Data excerpts:
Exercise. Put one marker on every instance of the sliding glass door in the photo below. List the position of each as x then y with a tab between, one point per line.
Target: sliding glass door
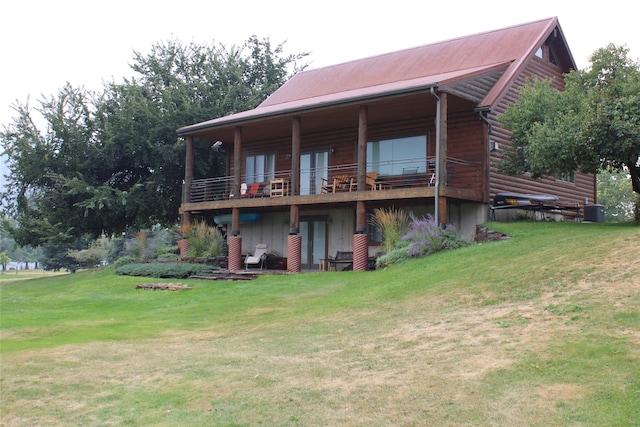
313	168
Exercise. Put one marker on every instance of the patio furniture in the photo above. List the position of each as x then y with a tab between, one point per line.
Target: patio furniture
259	256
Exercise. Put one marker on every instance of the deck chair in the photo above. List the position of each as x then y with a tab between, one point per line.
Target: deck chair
252	191
371	180
259	257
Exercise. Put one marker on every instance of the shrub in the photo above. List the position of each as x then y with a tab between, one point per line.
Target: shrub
205	241
124	261
392	224
163	270
396	255
426	237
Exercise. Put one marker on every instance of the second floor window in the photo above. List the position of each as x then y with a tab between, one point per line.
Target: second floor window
260	168
396	156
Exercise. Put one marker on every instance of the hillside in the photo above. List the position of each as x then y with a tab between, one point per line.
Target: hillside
542	329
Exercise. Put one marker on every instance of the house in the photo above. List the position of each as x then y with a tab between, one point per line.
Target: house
415	129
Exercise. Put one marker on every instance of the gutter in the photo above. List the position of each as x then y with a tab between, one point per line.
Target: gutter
481	112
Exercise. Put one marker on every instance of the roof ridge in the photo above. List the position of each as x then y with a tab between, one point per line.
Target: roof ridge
421	46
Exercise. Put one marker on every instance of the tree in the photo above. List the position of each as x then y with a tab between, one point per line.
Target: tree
112	161
4	260
615	193
591	126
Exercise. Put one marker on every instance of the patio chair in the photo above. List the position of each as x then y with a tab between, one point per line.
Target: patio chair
259	257
337	183
252	191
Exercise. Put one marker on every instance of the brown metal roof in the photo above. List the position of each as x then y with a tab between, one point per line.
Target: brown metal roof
494	58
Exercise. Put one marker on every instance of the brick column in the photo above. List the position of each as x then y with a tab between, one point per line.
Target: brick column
360	252
235	252
294	259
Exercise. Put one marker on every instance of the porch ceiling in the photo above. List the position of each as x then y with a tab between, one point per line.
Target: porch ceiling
385	110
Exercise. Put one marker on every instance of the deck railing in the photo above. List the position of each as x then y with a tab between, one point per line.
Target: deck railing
387	175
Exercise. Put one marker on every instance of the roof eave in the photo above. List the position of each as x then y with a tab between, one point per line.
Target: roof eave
243	117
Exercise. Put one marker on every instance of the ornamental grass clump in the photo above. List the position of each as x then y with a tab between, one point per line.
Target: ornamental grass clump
393	224
426	236
205	241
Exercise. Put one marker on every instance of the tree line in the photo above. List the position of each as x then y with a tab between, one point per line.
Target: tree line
110	161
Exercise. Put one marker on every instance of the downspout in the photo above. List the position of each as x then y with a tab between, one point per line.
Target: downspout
489	148
437	185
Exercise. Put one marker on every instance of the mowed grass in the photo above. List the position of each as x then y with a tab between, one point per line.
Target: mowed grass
542	329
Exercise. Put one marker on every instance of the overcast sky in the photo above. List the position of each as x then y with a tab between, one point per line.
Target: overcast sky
46	43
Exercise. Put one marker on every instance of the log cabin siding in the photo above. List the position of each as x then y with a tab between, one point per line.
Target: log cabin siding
567	192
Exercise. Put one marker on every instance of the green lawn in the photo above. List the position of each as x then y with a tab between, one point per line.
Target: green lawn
542	329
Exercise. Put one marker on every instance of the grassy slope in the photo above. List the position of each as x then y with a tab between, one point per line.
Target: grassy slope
541	329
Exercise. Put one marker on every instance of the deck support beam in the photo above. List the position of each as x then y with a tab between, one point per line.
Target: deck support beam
237	154
363	136
296	137
188	179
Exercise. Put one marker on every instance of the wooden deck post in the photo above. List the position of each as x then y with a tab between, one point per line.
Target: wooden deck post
443	216
237	150
188	179
363	129
295	156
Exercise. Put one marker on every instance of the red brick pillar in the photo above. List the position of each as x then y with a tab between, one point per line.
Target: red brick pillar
294	259
183	245
235	252
360	252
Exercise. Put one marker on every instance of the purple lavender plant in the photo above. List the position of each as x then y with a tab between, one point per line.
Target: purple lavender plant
426	237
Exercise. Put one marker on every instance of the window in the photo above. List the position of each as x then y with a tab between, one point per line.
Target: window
260	168
569	178
392	156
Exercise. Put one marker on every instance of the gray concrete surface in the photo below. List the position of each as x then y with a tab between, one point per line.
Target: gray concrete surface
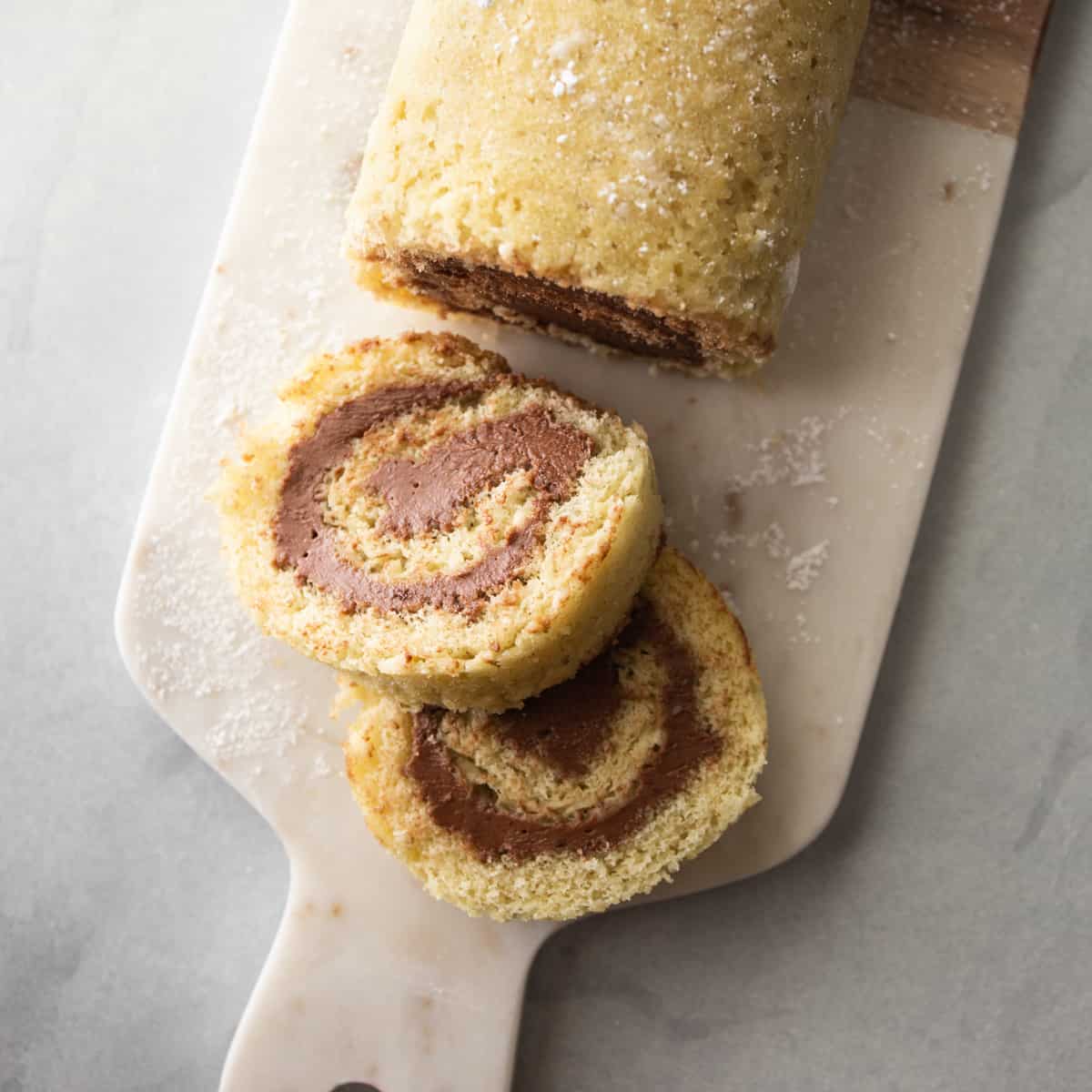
938	936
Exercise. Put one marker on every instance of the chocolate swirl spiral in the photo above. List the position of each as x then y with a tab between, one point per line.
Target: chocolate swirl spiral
568	727
425	495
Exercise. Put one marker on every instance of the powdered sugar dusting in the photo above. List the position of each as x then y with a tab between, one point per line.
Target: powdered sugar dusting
260	323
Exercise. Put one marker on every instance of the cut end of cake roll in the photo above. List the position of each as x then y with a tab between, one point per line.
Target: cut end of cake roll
594	792
461	535
604	172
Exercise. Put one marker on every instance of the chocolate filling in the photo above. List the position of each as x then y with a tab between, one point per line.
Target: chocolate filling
423	496
569	724
606	319
465	809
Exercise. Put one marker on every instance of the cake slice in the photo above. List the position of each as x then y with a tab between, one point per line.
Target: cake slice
632	176
593	792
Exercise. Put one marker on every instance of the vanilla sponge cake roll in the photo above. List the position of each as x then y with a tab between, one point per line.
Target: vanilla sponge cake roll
416	512
592	793
637	176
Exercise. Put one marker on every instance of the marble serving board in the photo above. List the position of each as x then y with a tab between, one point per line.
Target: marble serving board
798	490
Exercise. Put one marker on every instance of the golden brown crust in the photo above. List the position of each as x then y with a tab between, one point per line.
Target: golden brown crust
667	167
561	811
588	549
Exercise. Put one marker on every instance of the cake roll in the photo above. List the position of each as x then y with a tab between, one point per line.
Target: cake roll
593	792
637	177
462	535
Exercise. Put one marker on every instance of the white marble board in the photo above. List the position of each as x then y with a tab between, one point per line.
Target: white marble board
800	491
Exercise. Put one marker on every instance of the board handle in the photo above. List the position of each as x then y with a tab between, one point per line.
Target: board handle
382	989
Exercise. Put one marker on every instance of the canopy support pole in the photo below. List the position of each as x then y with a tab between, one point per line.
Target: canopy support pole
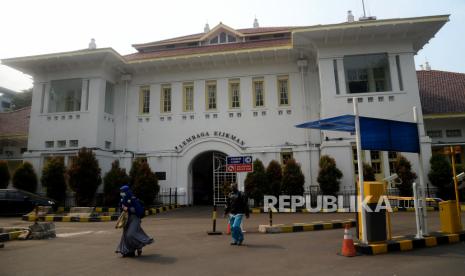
360	171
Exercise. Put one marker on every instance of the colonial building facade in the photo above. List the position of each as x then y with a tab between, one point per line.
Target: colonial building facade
183	104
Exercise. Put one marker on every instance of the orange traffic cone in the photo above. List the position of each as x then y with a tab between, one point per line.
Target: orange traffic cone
228	230
348	248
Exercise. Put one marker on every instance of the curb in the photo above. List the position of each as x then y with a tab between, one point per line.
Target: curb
303	227
114	217
408	243
10	236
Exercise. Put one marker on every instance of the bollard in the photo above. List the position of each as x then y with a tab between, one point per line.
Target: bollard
214	232
270	213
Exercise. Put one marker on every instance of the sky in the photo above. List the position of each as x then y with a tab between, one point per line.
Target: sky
31	27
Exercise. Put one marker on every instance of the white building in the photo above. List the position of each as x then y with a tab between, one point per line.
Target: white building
185	103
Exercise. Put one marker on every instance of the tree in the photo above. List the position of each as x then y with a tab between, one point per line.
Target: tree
145	182
112	181
274	176
53	178
329	175
440	176
4	175
255	182
368	173
84	177
293	179
403	168
25	178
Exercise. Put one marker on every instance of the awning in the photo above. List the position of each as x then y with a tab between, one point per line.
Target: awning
375	134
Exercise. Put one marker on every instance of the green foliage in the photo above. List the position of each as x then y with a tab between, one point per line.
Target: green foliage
144	182
293	179
274	176
53	178
368	172
403	168
25	178
4	175
256	182
84	177
112	181
329	175
440	176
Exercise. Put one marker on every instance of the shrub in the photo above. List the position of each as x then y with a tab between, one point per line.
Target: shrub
368	173
274	176
112	181
145	183
255	182
84	177
4	175
440	176
25	178
403	168
329	175
53	178
293	179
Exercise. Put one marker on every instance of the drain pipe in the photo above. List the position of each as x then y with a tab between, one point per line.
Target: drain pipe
303	64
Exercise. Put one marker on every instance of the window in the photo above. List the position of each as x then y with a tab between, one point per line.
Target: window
286	155
211	95
454	133
165	98
73	143
376	161
392	157
258	93
65	95
399	73
434	133
234	94
144	100
109	96
367	73
283	90
188	97
42	97
49	144
336	77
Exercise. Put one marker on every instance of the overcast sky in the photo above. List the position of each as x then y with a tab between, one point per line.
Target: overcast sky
47	26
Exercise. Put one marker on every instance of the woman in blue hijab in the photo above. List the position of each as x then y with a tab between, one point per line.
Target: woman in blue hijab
133	238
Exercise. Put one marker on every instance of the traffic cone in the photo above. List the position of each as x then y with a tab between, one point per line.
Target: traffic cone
348	248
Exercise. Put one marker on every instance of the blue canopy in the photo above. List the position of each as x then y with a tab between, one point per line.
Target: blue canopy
375	134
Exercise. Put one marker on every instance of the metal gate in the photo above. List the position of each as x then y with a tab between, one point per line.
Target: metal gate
220	178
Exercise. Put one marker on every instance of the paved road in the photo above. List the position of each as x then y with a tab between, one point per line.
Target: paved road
183	248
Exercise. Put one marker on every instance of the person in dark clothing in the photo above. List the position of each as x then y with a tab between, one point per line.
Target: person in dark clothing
134	237
236	206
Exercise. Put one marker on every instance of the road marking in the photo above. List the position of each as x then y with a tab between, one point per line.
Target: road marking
67	235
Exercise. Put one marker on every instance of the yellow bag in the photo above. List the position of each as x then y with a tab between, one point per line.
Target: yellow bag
122	220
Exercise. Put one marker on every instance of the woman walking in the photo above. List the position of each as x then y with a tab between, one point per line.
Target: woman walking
133	238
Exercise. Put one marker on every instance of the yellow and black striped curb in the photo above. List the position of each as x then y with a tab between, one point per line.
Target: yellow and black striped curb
409	243
98	218
302	227
10	236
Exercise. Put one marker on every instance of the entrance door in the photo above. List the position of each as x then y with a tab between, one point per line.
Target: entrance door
220	178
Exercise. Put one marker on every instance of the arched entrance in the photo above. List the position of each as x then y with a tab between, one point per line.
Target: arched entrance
208	172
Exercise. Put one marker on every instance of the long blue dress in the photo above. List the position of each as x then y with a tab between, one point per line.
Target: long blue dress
134	237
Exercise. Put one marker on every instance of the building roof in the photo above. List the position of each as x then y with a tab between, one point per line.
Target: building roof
15	123
441	92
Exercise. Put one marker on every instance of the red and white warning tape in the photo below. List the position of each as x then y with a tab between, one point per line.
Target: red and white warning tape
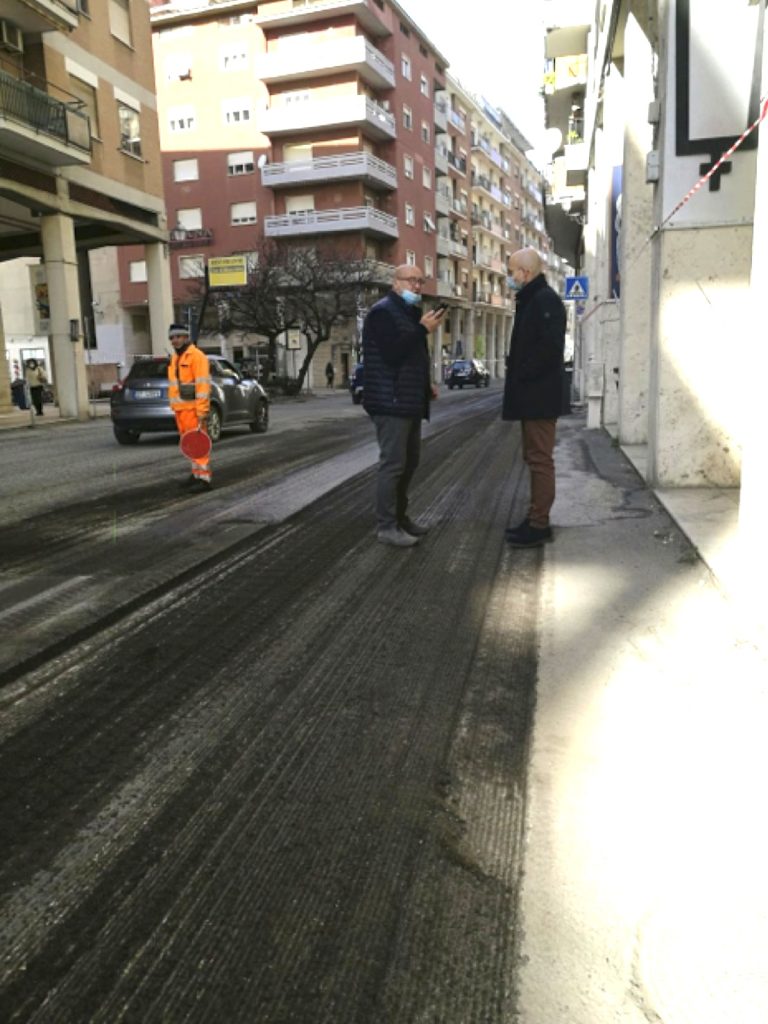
702	180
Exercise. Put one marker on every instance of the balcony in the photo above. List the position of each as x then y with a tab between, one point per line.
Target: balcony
281	15
348	166
37	127
457	121
442	203
458	164
443	245
358	218
440	115
310	59
343	112
190	238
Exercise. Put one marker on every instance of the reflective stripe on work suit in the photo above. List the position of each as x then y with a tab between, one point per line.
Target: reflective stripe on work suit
190	369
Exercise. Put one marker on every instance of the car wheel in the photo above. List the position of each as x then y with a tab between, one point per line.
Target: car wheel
214	424
123	436
260	424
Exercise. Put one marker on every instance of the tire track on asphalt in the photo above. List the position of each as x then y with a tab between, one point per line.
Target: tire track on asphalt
192	830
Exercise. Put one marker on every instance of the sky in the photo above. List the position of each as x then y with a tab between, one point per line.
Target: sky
495	48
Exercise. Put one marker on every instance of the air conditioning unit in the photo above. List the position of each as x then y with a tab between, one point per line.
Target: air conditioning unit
10	37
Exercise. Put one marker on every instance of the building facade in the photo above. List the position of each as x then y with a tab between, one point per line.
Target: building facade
80	171
669	172
335	120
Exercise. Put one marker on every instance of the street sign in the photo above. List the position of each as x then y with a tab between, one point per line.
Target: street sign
577	288
227	271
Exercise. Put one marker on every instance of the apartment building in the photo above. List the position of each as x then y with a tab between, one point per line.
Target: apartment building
329	120
80	170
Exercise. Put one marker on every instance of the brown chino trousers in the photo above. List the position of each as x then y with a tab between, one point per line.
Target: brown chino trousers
538	449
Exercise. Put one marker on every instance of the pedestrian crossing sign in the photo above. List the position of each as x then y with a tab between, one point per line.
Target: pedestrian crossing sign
577	288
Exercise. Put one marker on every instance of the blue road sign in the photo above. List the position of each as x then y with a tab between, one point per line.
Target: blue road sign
577	288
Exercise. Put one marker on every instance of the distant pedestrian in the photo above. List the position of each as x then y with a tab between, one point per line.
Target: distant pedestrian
396	397
534	387
36	381
189	392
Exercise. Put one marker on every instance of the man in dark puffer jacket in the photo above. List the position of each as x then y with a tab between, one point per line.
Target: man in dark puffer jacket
534	387
396	395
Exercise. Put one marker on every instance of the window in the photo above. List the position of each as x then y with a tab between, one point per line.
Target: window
86	93
130	129
181	119
243	213
237	111
137	270
185	170
192	266
235	57
240	163
190	218
120	20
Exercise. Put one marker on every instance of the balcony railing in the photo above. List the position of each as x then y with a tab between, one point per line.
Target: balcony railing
35	124
190	238
347	166
342	112
307	59
361	218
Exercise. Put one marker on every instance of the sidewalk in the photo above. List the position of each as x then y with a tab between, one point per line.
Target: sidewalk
644	892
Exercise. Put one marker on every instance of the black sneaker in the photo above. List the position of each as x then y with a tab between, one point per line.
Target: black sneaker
528	537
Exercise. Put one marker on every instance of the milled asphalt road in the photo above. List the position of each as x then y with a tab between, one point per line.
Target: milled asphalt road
323	780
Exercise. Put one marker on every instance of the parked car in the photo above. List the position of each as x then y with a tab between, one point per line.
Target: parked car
467	372
139	403
355	384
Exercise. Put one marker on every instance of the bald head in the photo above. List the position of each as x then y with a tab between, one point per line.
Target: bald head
524	265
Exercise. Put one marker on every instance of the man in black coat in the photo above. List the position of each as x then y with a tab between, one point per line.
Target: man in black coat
396	395
534	387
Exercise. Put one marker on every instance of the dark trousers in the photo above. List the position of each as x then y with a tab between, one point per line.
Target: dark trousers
538	449
36	393
399	449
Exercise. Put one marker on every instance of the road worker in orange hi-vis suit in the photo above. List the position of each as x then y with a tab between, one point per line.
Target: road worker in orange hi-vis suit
189	394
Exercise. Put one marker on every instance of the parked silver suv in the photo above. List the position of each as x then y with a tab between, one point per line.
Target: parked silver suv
139	403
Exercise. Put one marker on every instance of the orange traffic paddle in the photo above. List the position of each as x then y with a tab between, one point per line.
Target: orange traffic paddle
195	444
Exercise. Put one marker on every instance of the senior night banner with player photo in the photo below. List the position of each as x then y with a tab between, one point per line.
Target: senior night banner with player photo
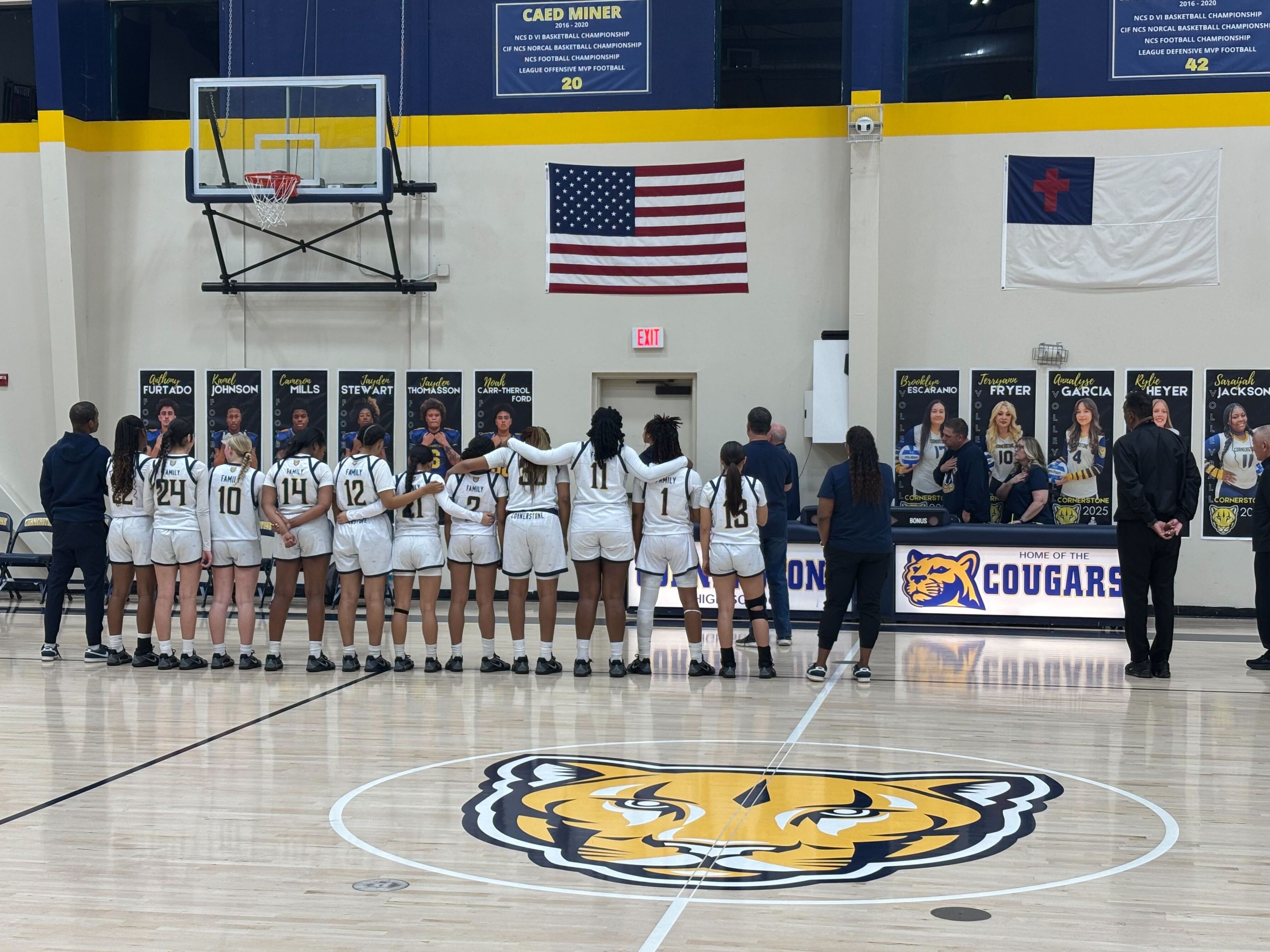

What is needed: Report how many lines of the records contain the string "head", with case counting. Give only the number.

Worked answer: 2